### Material provided ###

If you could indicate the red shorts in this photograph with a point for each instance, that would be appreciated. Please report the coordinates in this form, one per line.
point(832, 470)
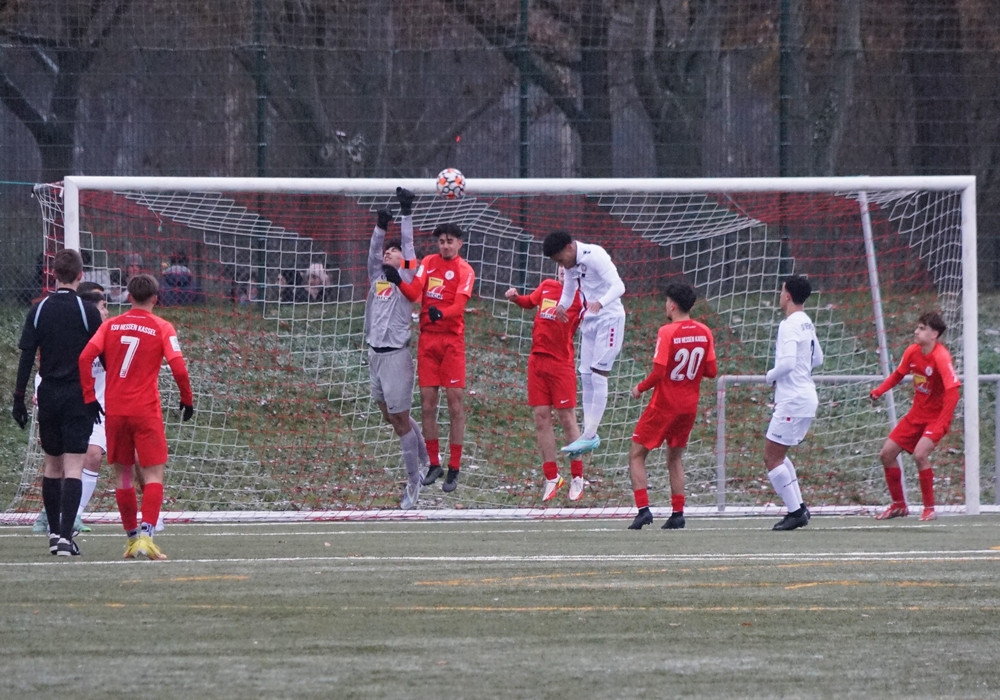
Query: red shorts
point(132, 437)
point(656, 426)
point(551, 382)
point(441, 360)
point(907, 434)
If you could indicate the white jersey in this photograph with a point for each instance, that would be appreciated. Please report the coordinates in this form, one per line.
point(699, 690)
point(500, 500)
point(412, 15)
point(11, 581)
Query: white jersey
point(796, 354)
point(597, 278)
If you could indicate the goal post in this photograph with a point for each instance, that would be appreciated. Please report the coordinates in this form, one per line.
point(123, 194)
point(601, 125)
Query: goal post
point(284, 425)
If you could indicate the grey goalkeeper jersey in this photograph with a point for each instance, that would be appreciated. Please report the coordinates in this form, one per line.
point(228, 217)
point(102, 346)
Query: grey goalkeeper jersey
point(388, 311)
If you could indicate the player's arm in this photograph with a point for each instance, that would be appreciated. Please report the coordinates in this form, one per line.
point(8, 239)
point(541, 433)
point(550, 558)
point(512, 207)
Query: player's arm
point(817, 355)
point(786, 353)
point(655, 376)
point(948, 403)
point(414, 288)
point(91, 351)
point(893, 379)
point(384, 218)
point(607, 271)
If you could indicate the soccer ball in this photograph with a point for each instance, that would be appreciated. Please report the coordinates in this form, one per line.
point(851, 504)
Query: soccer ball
point(451, 183)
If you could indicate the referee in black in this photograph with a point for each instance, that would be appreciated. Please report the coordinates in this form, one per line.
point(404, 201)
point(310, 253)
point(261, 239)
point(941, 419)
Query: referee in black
point(59, 326)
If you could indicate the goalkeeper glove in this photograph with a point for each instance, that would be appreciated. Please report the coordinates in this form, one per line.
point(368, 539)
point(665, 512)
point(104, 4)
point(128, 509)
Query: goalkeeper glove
point(20, 411)
point(384, 219)
point(95, 411)
point(405, 198)
point(392, 274)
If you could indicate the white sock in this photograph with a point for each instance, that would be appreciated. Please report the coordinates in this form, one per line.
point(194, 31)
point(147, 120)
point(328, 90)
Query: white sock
point(782, 480)
point(89, 480)
point(796, 489)
point(598, 402)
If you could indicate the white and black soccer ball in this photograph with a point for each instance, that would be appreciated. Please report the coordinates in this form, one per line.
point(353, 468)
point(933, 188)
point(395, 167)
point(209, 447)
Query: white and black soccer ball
point(451, 183)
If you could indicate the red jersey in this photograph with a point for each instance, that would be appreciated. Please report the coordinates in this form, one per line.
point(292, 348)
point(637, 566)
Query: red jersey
point(933, 374)
point(443, 282)
point(685, 352)
point(549, 335)
point(134, 346)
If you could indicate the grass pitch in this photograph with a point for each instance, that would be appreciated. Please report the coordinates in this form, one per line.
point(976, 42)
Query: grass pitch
point(847, 607)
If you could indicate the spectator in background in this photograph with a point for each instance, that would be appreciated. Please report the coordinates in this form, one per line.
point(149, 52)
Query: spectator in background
point(101, 277)
point(317, 285)
point(290, 287)
point(179, 287)
point(133, 266)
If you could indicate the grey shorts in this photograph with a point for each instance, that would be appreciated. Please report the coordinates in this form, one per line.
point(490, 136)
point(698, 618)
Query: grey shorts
point(392, 378)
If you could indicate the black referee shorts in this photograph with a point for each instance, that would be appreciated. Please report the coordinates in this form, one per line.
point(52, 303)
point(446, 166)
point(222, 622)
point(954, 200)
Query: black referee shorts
point(64, 424)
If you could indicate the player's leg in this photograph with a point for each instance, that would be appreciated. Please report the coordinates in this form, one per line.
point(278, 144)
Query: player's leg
point(571, 432)
point(784, 432)
point(675, 469)
point(428, 373)
point(925, 472)
point(52, 497)
point(903, 437)
point(456, 435)
point(91, 469)
point(637, 474)
point(608, 339)
point(546, 438)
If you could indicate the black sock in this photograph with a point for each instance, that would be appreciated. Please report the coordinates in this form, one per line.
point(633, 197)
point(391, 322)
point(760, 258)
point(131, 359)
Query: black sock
point(72, 491)
point(52, 500)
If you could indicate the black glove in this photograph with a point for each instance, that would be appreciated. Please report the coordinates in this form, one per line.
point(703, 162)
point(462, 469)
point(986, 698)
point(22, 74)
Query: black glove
point(95, 410)
point(392, 274)
point(384, 219)
point(405, 198)
point(20, 411)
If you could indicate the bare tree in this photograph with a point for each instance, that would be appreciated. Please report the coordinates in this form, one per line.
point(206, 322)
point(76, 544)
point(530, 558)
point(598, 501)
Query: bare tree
point(64, 46)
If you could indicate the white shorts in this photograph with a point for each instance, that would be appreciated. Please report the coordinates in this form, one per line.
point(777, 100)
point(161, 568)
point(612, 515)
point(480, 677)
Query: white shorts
point(99, 437)
point(787, 430)
point(601, 339)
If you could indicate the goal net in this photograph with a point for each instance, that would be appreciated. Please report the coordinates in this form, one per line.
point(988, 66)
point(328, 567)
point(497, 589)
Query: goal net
point(284, 425)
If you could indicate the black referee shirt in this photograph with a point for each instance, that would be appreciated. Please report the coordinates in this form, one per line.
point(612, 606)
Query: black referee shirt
point(61, 330)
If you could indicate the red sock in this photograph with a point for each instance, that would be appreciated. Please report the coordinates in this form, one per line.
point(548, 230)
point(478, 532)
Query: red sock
point(927, 486)
point(152, 502)
point(434, 452)
point(551, 470)
point(127, 508)
point(455, 456)
point(677, 503)
point(894, 480)
point(641, 498)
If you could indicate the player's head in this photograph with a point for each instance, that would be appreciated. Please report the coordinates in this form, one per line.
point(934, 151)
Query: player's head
point(683, 295)
point(559, 246)
point(449, 240)
point(933, 320)
point(94, 293)
point(798, 288)
point(143, 288)
point(392, 253)
point(67, 265)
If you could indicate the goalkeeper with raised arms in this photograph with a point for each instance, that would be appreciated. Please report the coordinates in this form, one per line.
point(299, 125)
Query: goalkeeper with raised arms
point(387, 332)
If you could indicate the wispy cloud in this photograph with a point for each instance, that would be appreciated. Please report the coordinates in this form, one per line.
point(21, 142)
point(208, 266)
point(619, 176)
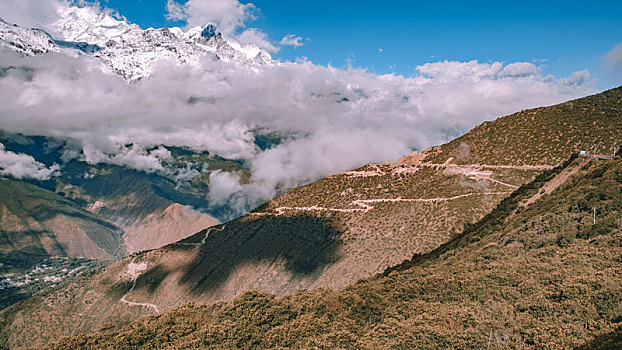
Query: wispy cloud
point(23, 166)
point(292, 40)
point(327, 116)
point(613, 60)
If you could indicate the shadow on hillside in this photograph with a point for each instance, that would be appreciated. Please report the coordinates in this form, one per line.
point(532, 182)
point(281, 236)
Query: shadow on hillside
point(304, 244)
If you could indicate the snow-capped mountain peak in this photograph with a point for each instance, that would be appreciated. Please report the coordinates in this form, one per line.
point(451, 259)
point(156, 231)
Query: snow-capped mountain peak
point(26, 41)
point(126, 48)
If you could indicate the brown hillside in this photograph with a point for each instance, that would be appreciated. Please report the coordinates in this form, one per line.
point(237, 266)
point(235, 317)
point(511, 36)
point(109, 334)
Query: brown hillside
point(538, 277)
point(327, 234)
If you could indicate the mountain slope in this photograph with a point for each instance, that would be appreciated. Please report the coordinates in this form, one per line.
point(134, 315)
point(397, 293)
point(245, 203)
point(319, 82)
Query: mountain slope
point(125, 48)
point(543, 276)
point(38, 222)
point(327, 234)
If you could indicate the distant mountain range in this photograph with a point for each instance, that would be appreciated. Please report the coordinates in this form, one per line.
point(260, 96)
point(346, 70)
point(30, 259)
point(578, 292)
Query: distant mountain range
point(105, 211)
point(338, 230)
point(127, 49)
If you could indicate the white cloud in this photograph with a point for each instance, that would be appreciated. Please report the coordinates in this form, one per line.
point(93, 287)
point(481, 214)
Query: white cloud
point(23, 166)
point(332, 113)
point(258, 38)
point(613, 59)
point(31, 13)
point(292, 40)
point(228, 15)
point(328, 114)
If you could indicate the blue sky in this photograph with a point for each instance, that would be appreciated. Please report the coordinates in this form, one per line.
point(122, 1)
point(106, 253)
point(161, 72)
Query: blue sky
point(560, 36)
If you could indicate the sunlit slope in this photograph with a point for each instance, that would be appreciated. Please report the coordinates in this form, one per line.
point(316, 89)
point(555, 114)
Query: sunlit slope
point(327, 234)
point(530, 277)
point(36, 223)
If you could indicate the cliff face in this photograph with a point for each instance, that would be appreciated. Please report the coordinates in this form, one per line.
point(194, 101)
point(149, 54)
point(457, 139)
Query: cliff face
point(330, 233)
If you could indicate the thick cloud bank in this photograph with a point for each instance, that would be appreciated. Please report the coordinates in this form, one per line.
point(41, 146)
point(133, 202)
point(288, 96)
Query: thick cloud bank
point(23, 166)
point(329, 119)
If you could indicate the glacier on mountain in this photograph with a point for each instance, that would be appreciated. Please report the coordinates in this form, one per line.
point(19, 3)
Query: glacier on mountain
point(127, 49)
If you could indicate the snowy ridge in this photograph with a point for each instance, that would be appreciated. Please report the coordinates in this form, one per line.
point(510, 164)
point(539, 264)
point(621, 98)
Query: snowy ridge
point(126, 48)
point(26, 41)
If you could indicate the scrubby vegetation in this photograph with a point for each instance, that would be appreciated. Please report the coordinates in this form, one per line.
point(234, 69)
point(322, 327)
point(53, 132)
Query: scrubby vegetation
point(592, 123)
point(544, 276)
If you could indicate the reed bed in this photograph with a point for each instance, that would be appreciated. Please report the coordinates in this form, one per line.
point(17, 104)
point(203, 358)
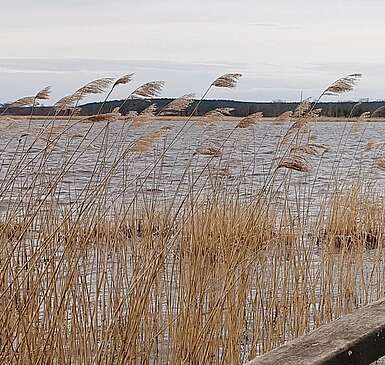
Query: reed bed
point(116, 270)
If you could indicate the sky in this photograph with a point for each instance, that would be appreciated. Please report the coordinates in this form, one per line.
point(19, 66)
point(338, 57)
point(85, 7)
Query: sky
point(282, 47)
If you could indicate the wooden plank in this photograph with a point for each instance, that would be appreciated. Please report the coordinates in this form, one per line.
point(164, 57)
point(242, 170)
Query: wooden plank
point(355, 339)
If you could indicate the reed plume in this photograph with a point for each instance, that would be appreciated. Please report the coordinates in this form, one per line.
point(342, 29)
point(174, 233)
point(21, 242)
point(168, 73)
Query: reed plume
point(108, 117)
point(149, 89)
point(25, 101)
point(94, 87)
point(342, 85)
point(43, 94)
point(250, 120)
point(125, 79)
point(228, 80)
point(178, 105)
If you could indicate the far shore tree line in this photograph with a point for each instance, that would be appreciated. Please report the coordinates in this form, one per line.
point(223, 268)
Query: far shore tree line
point(241, 108)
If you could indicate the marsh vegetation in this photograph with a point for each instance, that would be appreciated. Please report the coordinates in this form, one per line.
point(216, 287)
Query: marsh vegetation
point(124, 240)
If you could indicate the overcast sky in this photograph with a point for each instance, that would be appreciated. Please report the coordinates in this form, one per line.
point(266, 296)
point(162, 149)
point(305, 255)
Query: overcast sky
point(282, 47)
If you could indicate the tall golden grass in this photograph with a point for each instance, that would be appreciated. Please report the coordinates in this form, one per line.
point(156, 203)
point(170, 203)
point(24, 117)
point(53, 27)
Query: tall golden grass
point(203, 276)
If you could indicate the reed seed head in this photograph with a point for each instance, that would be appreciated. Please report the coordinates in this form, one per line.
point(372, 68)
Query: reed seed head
point(342, 85)
point(250, 120)
point(228, 80)
point(149, 89)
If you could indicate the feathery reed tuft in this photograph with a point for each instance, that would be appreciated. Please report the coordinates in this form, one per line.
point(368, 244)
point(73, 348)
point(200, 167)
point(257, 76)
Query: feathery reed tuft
point(125, 79)
point(108, 117)
point(342, 85)
point(228, 80)
point(178, 105)
point(250, 120)
point(43, 94)
point(149, 89)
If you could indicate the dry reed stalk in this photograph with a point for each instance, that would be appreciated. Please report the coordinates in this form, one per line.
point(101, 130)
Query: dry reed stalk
point(371, 145)
point(144, 116)
point(312, 149)
point(209, 151)
point(380, 163)
point(296, 163)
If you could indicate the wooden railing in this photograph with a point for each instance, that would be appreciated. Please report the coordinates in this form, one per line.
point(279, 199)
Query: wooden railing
point(355, 339)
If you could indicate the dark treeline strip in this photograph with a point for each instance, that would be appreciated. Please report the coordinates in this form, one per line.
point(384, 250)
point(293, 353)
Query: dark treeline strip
point(241, 108)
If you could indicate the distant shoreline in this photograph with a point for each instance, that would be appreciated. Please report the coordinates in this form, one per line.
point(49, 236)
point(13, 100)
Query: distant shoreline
point(10, 118)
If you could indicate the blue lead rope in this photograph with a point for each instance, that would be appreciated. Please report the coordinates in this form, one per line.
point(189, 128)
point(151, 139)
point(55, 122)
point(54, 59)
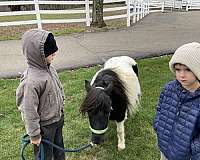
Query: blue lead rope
point(26, 140)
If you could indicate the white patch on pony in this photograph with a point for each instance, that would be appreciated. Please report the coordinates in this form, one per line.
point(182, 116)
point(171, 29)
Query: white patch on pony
point(123, 67)
point(95, 76)
point(121, 135)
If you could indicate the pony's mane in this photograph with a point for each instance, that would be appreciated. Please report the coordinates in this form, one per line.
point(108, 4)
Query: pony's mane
point(97, 97)
point(94, 99)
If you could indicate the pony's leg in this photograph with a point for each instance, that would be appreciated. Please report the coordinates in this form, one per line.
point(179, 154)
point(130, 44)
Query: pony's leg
point(121, 135)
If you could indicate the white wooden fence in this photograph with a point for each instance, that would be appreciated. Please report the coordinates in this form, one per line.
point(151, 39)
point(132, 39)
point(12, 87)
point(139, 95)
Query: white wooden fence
point(137, 10)
point(161, 5)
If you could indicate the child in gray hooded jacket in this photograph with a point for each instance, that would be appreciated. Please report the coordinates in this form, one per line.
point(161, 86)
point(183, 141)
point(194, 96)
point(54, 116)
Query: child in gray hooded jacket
point(40, 96)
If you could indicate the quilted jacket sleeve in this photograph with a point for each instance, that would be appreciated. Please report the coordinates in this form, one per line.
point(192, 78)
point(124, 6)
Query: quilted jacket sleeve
point(155, 123)
point(195, 145)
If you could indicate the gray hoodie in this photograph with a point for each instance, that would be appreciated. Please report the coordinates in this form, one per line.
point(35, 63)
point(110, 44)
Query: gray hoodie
point(39, 96)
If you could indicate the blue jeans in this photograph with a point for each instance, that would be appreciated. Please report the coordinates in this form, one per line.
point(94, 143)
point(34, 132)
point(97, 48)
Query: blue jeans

###

### What you should do
Lay out the lines above, from the first one through the line containing "point(388, 311)", as a Markdown table with the columns Row and Line, numbering each row and skipping blank lines. Leave the pictures out.

### The result
| Row | Line |
|---|---|
| 1 | If you could indicate the red shorts in this photograph with a point for each instance, that would be appreciated. Please report the coordinates in this form, one per line. |
| 2 | point(832, 470) |
| 3 | Query: red shorts |
| 4 | point(132, 437) |
| 5 | point(656, 426) |
| 6 | point(551, 382) |
| 7 | point(441, 360) |
| 8 | point(907, 434) |
| 9 | If you could indicate the white jersey in this photograph with a point for each instance, that would be appreciated. Please report the coordinates in this form, one per line. |
| 10 | point(699, 690) |
| 11 | point(500, 500) |
| 12 | point(412, 15) |
| 13 | point(11, 581) |
| 14 | Query: white jersey |
| 15 | point(796, 354) |
| 16 | point(597, 278) |
| 17 | If you could indicate the goal post in this photograph with a point for each instance, that would be appreciated. Please report the coordinates in this form, one per line. |
| 18 | point(123, 194) |
| 19 | point(601, 125) |
| 20 | Query: goal post |
| 21 | point(284, 425) |
| 22 | If you could indicate the grey goalkeeper jersey in this photograph with a point for each instance, that would be appreciated. Please report the coordinates in this form, one per line. |
| 23 | point(228, 217) |
| 24 | point(102, 346) |
| 25 | Query: grey goalkeeper jersey |
| 26 | point(388, 311) |